| TASK DIRECTIONS |
Output all of the records exactly, word for word.

(Entries taken from a collection)
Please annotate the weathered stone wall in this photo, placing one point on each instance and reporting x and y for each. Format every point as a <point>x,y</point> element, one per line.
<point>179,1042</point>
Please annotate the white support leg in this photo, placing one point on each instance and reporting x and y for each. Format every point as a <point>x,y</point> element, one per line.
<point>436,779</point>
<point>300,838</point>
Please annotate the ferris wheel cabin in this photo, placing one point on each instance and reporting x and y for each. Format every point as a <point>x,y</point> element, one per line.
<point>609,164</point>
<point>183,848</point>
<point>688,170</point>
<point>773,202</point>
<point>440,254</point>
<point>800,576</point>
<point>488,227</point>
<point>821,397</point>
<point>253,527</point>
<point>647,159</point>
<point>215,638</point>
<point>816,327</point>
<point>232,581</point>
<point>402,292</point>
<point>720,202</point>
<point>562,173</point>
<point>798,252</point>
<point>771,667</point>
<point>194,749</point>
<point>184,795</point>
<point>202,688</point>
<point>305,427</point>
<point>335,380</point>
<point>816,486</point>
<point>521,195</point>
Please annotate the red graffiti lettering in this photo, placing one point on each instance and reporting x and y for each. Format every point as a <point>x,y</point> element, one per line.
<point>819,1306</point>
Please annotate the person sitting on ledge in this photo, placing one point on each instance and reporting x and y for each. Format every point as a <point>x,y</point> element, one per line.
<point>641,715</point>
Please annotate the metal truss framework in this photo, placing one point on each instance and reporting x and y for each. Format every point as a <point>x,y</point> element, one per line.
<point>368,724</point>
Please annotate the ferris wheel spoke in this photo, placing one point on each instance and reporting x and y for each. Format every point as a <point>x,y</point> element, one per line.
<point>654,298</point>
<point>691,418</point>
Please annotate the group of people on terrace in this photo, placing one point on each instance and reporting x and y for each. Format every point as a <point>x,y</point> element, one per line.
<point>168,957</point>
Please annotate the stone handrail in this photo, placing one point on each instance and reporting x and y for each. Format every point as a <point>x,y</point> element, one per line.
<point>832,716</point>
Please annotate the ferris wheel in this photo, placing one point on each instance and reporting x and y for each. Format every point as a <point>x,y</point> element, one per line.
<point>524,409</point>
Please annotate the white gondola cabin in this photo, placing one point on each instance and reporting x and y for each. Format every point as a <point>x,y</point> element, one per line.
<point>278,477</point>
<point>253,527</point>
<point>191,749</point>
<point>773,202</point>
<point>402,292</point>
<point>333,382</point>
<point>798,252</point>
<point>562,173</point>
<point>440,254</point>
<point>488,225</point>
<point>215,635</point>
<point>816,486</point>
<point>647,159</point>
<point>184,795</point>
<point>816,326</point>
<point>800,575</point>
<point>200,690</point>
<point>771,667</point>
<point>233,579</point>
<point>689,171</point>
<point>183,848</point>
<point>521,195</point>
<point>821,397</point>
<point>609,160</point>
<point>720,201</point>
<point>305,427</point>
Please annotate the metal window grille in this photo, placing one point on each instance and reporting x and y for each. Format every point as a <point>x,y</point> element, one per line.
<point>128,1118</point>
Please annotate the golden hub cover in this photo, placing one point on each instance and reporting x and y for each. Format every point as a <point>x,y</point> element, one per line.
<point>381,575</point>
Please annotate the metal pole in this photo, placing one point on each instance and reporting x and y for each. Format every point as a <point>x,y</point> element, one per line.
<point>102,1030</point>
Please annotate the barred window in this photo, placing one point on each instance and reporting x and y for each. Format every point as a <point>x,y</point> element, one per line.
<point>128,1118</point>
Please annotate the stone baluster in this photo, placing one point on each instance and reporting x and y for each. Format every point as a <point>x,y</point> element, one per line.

| TASK OUTPUT |
Please annotate the weathered stone wall in this photo, placing one point on each instance and reporting x and y for each. Format every point as a <point>x,y</point> element, one per line.
<point>179,1042</point>
Please annotate the white support leg in this photo, placing one point on each instance and reporting x and y for each. Format every point as a <point>x,y</point> element, one per line.
<point>436,779</point>
<point>300,838</point>
Please annotate the ferris wheel cabin in this photo, placing one point on each instance and reporting x and y for each. Format every point as a <point>x,y</point> element, one per line.
<point>609,164</point>
<point>183,848</point>
<point>688,170</point>
<point>773,202</point>
<point>440,254</point>
<point>800,576</point>
<point>488,227</point>
<point>821,397</point>
<point>253,527</point>
<point>647,159</point>
<point>215,638</point>
<point>816,327</point>
<point>232,581</point>
<point>402,292</point>
<point>720,202</point>
<point>562,173</point>
<point>798,252</point>
<point>771,667</point>
<point>194,749</point>
<point>184,795</point>
<point>202,688</point>
<point>305,427</point>
<point>335,380</point>
<point>816,486</point>
<point>521,195</point>
Please annotate the red graffiti lettering in this photo, placing one point on each instance and reporting x and y for each. Format every point as a <point>x,y</point> element, one per line.
<point>819,1306</point>
Please annotate the person sitting on ledge in this photo, placing one point on each instance and reporting x and y for each. Format every point as a <point>x,y</point> element, one per line.
<point>641,715</point>
Please annotate the metal truss framework in this photo, placing one point on each instance and reporting x and y for each. Format every point as a <point>x,y</point> element, one per line.
<point>368,724</point>
Please annotate the ferris wheel spoke in this photo, placing one point on each instance and reporting x and y for each. Format every point as a <point>x,y</point> element, one per line.
<point>654,298</point>
<point>691,418</point>
Please annotate the group of people on terrace in this photo, placing one point on each instance and reporting x and y for each. Format every point as a <point>x,y</point> element, one per line.
<point>168,957</point>
Please annotate the stone handrail in this photo, placing one point on each instance and reporting x and y for each. Format every point as a <point>x,y</point> element, one per line.
<point>832,716</point>
Please annotate the ferris wheel in this photo, placing one point on each instance and reporting x and y for each. Format every point as a <point>x,y</point> element, one per line.
<point>524,409</point>
Please annotate the white gondola cabin in this photo, placing one point on each instance and reporting x and y for each. Format every point as a <point>x,y</point> element, one per line.
<point>278,477</point>
<point>253,527</point>
<point>191,749</point>
<point>773,202</point>
<point>402,292</point>
<point>333,382</point>
<point>798,252</point>
<point>562,173</point>
<point>440,254</point>
<point>488,225</point>
<point>215,635</point>
<point>816,486</point>
<point>647,159</point>
<point>184,795</point>
<point>816,326</point>
<point>800,575</point>
<point>200,690</point>
<point>771,667</point>
<point>233,579</point>
<point>689,171</point>
<point>183,848</point>
<point>521,195</point>
<point>821,397</point>
<point>609,160</point>
<point>720,201</point>
<point>305,427</point>
Please annotate the metal window grille in this photo, placing one point on each instance and reporting x and y for each. Format every point as a <point>x,y</point> element, one per line.
<point>128,1118</point>
Please annotate the golden hub cover in this photo, placing one point on each instance and reporting x and y for each. Format every point as a <point>x,y</point> element, one per line.
<point>381,575</point>
Please annotate the metal pole in this photo, placing one point on each instance and reporting x and y for each. Format every point as a <point>x,y</point> element, one per line.
<point>102,1030</point>
Please annotate the barred window in this photo, placing one point on each instance and reporting x and y for each. Format every point as a <point>x,y</point> element, one per line.
<point>128,1118</point>
Please annotate the stone baluster in this photo, placing one point on each instance and reporting x and y for each. Format every point as a <point>x,y</point> element, one per line.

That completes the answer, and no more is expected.